▶ _Provided data_:
☆ ☆ ☆ ☆ ☆ ☆ ☆
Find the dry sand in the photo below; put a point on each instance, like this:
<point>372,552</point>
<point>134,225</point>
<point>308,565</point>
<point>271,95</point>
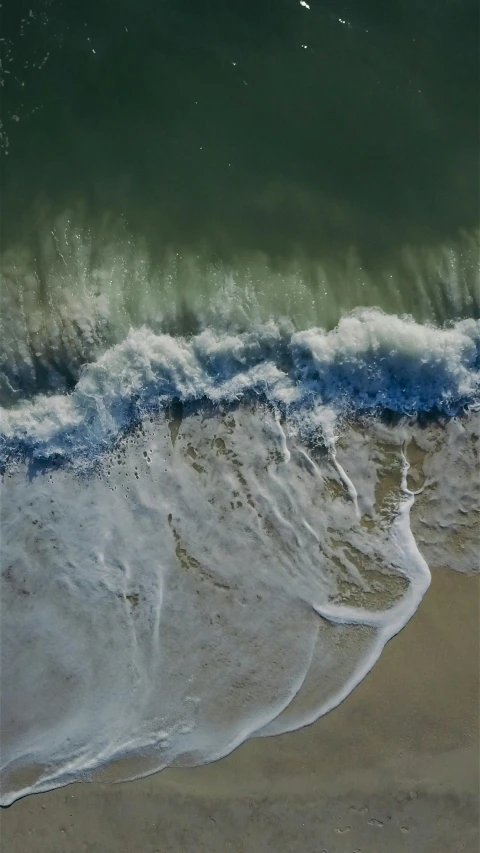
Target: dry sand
<point>394,769</point>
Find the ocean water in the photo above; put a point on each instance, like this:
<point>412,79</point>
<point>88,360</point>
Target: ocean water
<point>239,365</point>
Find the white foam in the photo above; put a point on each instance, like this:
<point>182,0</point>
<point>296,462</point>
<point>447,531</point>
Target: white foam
<point>175,605</point>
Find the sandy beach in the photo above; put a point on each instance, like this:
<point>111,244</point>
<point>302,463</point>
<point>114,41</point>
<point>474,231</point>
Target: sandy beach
<point>394,769</point>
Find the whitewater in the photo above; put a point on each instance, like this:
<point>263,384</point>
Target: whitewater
<point>210,533</point>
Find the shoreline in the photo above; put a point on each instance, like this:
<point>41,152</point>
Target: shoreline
<point>394,767</point>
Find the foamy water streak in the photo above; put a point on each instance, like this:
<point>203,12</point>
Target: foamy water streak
<point>190,558</point>
<point>370,361</point>
<point>174,606</point>
<point>79,293</point>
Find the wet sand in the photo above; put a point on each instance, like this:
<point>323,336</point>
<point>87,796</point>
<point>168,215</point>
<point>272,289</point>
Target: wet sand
<point>394,769</point>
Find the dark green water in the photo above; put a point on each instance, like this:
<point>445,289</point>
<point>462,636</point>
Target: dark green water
<point>244,126</point>
<point>184,163</point>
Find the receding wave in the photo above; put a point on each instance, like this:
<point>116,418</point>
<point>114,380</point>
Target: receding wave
<point>370,361</point>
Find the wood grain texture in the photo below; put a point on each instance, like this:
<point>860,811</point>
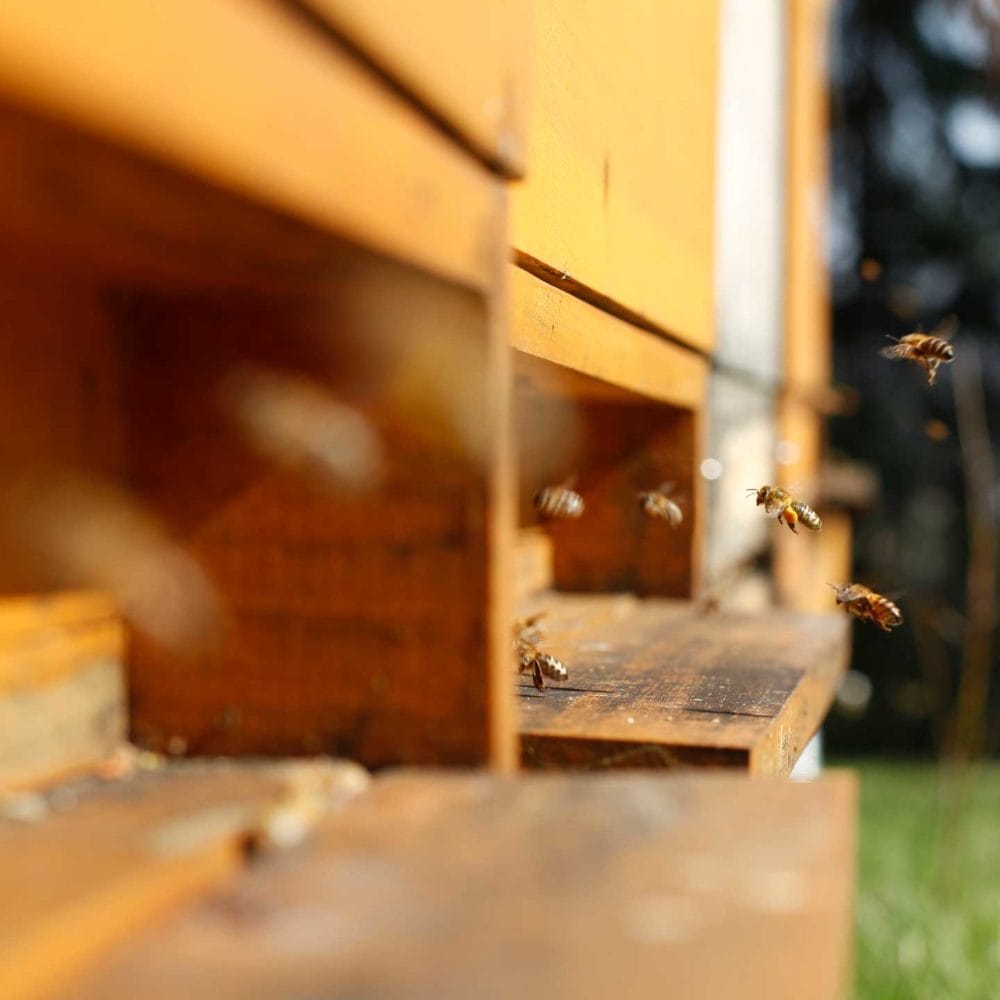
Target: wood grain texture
<point>268,109</point>
<point>119,854</point>
<point>557,327</point>
<point>464,63</point>
<point>662,683</point>
<point>706,886</point>
<point>621,449</point>
<point>621,189</point>
<point>374,626</point>
<point>62,686</point>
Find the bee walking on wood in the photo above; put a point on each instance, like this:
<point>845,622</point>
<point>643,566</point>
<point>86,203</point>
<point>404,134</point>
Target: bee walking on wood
<point>930,350</point>
<point>656,503</point>
<point>866,605</point>
<point>528,633</point>
<point>559,501</point>
<point>779,503</point>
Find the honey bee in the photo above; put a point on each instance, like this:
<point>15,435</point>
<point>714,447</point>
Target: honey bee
<point>865,604</point>
<point>542,665</point>
<point>656,503</point>
<point>930,350</point>
<point>558,501</point>
<point>779,503</point>
<point>528,633</point>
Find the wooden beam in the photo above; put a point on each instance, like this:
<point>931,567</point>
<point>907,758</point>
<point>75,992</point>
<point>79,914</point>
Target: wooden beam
<point>661,683</point>
<point>555,326</point>
<point>705,886</point>
<point>464,64</point>
<point>121,854</point>
<point>621,192</point>
<point>248,97</point>
<point>62,688</point>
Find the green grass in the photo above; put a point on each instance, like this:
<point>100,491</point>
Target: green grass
<point>928,911</point>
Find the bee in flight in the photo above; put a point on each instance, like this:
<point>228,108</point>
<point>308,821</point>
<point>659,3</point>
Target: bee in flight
<point>781,504</point>
<point>656,503</point>
<point>559,501</point>
<point>528,633</point>
<point>930,350</point>
<point>865,604</point>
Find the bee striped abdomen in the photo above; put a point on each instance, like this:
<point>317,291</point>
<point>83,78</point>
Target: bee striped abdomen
<point>557,501</point>
<point>807,515</point>
<point>542,665</point>
<point>884,613</point>
<point>658,505</point>
<point>935,347</point>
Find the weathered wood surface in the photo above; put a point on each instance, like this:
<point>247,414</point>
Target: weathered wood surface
<point>532,562</point>
<point>555,326</point>
<point>465,64</point>
<point>268,109</point>
<point>100,860</point>
<point>658,683</point>
<point>619,198</point>
<point>62,685</point>
<point>697,886</point>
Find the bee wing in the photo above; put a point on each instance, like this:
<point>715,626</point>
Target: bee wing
<point>946,328</point>
<point>895,351</point>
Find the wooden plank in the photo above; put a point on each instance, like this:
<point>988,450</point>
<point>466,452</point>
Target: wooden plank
<point>114,856</point>
<point>808,350</point>
<point>807,313</point>
<point>547,886</point>
<point>666,684</point>
<point>463,63</point>
<point>555,326</point>
<point>62,689</point>
<point>268,109</point>
<point>373,625</point>
<point>618,449</point>
<point>620,196</point>
<point>532,563</point>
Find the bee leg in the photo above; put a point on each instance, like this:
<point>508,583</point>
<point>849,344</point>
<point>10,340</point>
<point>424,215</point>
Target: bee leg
<point>537,676</point>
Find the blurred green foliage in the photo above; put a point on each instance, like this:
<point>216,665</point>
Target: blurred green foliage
<point>928,909</point>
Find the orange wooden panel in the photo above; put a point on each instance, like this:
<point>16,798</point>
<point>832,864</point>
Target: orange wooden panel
<point>466,63</point>
<point>555,326</point>
<point>62,685</point>
<point>807,307</point>
<point>620,195</point>
<point>79,878</point>
<point>696,886</point>
<point>248,96</point>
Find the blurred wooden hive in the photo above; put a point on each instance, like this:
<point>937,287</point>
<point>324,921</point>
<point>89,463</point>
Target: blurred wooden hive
<point>494,235</point>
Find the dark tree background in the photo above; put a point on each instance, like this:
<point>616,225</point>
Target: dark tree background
<point>914,237</point>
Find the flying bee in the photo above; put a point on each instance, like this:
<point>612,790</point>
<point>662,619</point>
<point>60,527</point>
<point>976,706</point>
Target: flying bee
<point>930,350</point>
<point>656,503</point>
<point>779,503</point>
<point>865,604</point>
<point>559,501</point>
<point>542,665</point>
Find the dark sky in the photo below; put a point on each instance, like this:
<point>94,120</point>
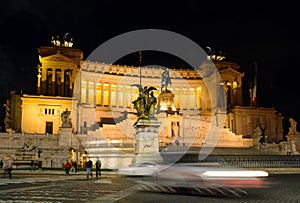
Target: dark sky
<point>247,33</point>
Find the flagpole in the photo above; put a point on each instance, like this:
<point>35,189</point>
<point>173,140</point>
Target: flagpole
<point>140,59</point>
<point>256,83</point>
<point>254,91</point>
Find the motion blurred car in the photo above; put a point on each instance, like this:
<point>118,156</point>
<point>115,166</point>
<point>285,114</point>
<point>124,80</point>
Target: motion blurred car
☆ ☆ ☆ ☆ ☆ ☆ ☆
▶ _Your task_: How many of the lines in the data above carry the word "motion"? Say the number and nothing else.

▶ _Solution to this task_: 2